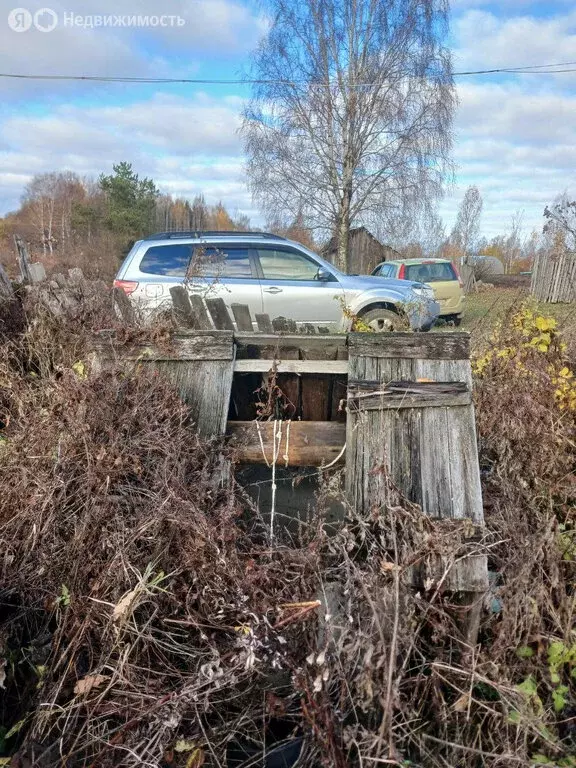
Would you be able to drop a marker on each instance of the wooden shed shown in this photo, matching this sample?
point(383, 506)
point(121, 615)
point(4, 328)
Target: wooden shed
point(364, 253)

++++

EXERCISE
Each entry must be set down word for word; no image may be carried over.

ANSWER FOR THE TASK
Would you be able to drop a marker on each instance of the wooden shed shown in this photo, matching this sample?
point(383, 506)
point(121, 615)
point(4, 328)
Target: wooden shed
point(364, 253)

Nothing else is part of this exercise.